- **What is required**
Reproduce, word for word, the lines below from the line containing "x=392, y=290, one point per instance." to the line containing "x=182, y=281", both included.

Coordinate annotation records

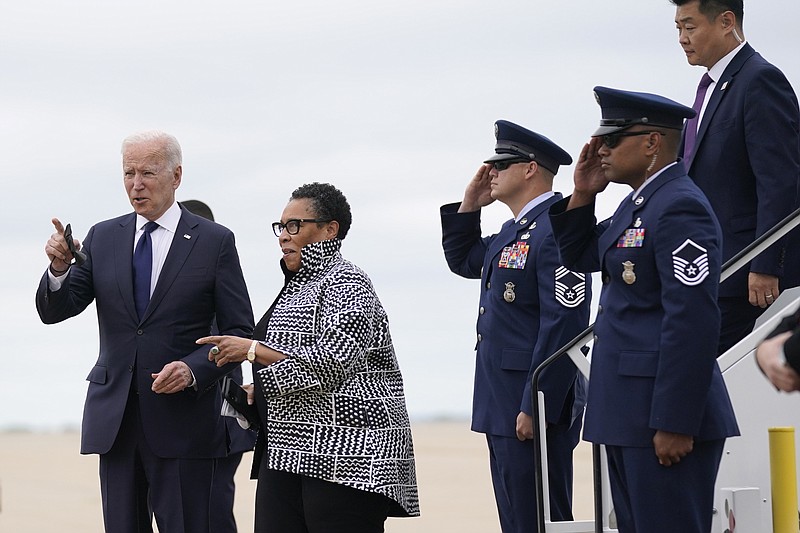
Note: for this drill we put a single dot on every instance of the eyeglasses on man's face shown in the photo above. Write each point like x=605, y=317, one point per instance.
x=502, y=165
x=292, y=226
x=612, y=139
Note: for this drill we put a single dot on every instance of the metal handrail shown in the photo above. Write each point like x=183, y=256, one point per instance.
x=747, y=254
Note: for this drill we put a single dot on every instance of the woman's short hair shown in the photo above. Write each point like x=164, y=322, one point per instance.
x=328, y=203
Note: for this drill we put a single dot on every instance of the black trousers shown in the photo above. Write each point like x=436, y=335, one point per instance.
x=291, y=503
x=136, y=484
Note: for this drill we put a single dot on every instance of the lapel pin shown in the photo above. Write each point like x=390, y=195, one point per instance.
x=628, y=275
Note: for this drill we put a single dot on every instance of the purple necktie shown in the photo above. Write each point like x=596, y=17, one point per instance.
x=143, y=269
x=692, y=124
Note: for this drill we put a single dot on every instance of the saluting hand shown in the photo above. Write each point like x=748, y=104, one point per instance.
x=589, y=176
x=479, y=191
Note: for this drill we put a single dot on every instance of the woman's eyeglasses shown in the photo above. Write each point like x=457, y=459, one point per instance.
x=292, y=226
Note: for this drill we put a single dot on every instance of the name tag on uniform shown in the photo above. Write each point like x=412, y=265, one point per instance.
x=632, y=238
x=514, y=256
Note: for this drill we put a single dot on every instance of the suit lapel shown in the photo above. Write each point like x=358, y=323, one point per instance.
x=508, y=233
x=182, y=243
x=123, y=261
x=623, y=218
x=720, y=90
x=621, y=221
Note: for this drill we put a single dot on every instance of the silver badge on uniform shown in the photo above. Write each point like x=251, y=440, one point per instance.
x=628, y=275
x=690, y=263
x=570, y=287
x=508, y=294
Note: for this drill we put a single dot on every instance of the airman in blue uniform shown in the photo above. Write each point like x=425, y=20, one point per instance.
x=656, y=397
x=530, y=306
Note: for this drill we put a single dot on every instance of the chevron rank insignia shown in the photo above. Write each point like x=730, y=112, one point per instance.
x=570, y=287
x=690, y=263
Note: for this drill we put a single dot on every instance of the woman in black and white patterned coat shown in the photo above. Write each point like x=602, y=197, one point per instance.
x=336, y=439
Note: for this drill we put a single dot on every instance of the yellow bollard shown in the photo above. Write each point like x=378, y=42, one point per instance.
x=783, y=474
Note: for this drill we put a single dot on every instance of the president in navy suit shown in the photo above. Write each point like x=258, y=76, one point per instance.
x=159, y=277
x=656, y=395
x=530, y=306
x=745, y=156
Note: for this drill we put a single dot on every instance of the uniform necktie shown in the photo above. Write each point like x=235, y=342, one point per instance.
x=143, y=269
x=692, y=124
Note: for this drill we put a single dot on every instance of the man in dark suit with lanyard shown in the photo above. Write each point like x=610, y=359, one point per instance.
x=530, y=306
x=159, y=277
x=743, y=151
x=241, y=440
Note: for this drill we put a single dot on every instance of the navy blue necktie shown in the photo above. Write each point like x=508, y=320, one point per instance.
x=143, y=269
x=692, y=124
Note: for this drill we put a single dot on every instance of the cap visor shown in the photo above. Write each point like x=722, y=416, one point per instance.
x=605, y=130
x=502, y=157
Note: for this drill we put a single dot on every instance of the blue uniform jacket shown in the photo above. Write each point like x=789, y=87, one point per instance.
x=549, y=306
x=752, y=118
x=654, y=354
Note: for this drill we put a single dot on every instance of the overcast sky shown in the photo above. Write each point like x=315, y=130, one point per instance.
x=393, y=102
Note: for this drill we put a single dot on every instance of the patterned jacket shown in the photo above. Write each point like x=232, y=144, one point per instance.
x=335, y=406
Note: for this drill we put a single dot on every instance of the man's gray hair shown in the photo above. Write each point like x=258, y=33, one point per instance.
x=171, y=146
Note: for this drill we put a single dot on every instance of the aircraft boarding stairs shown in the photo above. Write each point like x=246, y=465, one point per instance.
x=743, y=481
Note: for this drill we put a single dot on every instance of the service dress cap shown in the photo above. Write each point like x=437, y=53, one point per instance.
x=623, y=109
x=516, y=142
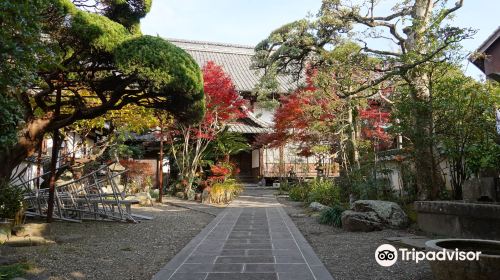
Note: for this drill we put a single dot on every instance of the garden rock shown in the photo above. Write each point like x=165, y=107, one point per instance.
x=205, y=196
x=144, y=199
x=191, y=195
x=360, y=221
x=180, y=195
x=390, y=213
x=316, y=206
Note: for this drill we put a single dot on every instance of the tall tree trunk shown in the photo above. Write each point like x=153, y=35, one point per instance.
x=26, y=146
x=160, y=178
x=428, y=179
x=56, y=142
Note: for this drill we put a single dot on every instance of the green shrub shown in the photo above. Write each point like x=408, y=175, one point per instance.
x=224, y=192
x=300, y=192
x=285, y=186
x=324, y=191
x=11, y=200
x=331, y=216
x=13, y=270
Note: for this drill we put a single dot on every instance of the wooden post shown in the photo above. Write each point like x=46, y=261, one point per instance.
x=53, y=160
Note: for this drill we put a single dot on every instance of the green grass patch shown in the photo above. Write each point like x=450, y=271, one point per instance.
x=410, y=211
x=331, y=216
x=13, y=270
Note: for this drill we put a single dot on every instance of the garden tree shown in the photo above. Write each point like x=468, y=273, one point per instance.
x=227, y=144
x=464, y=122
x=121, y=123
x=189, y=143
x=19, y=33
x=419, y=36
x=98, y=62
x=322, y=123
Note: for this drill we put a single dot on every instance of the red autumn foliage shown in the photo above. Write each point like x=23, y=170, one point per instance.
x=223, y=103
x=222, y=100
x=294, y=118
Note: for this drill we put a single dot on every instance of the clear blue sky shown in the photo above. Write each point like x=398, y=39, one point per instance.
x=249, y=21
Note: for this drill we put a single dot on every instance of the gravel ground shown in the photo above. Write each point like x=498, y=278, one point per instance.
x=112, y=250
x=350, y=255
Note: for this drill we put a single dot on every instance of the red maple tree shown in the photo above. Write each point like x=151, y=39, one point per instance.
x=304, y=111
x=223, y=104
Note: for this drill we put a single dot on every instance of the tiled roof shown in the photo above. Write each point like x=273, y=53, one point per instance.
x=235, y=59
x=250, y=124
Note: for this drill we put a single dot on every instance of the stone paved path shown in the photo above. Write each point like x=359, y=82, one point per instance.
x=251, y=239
---
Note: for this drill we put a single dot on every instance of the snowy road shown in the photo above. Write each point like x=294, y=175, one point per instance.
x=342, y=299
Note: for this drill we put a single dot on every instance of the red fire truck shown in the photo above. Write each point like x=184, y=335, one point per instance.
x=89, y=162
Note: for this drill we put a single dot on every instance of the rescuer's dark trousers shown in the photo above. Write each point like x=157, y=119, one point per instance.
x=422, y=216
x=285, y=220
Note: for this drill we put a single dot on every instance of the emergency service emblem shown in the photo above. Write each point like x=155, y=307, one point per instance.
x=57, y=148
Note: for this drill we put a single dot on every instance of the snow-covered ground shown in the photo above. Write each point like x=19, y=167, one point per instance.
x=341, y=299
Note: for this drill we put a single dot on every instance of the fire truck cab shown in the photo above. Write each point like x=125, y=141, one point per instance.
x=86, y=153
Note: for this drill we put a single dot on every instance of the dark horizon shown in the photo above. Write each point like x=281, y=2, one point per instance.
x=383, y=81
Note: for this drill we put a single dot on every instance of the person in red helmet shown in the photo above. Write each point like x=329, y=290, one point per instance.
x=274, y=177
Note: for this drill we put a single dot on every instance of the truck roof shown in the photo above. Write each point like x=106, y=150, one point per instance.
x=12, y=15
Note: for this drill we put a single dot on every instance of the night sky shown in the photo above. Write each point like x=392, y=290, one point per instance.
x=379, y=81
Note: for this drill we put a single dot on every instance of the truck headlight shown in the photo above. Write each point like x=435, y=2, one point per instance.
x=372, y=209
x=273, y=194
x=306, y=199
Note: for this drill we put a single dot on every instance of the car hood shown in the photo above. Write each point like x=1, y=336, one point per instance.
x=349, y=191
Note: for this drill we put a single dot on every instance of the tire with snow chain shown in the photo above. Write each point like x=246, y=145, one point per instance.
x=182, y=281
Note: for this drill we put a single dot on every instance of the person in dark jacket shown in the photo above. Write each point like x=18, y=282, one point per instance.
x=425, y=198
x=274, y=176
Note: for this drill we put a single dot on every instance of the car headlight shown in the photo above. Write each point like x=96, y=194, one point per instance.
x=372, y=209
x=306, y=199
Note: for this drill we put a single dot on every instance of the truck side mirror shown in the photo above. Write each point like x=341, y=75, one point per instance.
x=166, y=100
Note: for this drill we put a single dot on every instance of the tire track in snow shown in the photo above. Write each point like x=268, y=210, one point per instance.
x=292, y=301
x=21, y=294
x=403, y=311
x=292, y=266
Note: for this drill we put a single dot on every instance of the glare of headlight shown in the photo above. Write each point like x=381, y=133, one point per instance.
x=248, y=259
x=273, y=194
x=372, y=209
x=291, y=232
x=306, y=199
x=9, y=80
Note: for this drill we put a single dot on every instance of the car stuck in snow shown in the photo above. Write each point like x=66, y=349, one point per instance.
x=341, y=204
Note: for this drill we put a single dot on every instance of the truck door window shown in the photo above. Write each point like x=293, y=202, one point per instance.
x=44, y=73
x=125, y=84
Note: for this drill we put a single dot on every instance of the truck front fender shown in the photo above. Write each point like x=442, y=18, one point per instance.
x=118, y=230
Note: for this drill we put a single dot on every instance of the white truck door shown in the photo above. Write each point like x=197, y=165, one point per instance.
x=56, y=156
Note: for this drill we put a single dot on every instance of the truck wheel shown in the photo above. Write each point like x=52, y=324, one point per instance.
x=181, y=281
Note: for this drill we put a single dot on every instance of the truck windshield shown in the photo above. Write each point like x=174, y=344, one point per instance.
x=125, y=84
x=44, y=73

- **Task solution**
Note: for this drill we put a single dot on every instance of the night sky shown in the photo above. Write each point like x=392, y=290, one point per instance.
x=379, y=81
Note: for this drill we put a single dot on every instance of the truck headlight shown in the photo above. Write each point like x=435, y=2, one point per instance.
x=372, y=209
x=273, y=194
x=306, y=199
Note: for this drill we put a single dot on every instance of the car hood shown in the photo above. Write each point like x=1, y=336, one point per instance.
x=349, y=191
Note: for this drill we put a single dot on every instance of the tire with snow chain shown in the photo above. Write each point like x=246, y=145, one point per instance.
x=182, y=281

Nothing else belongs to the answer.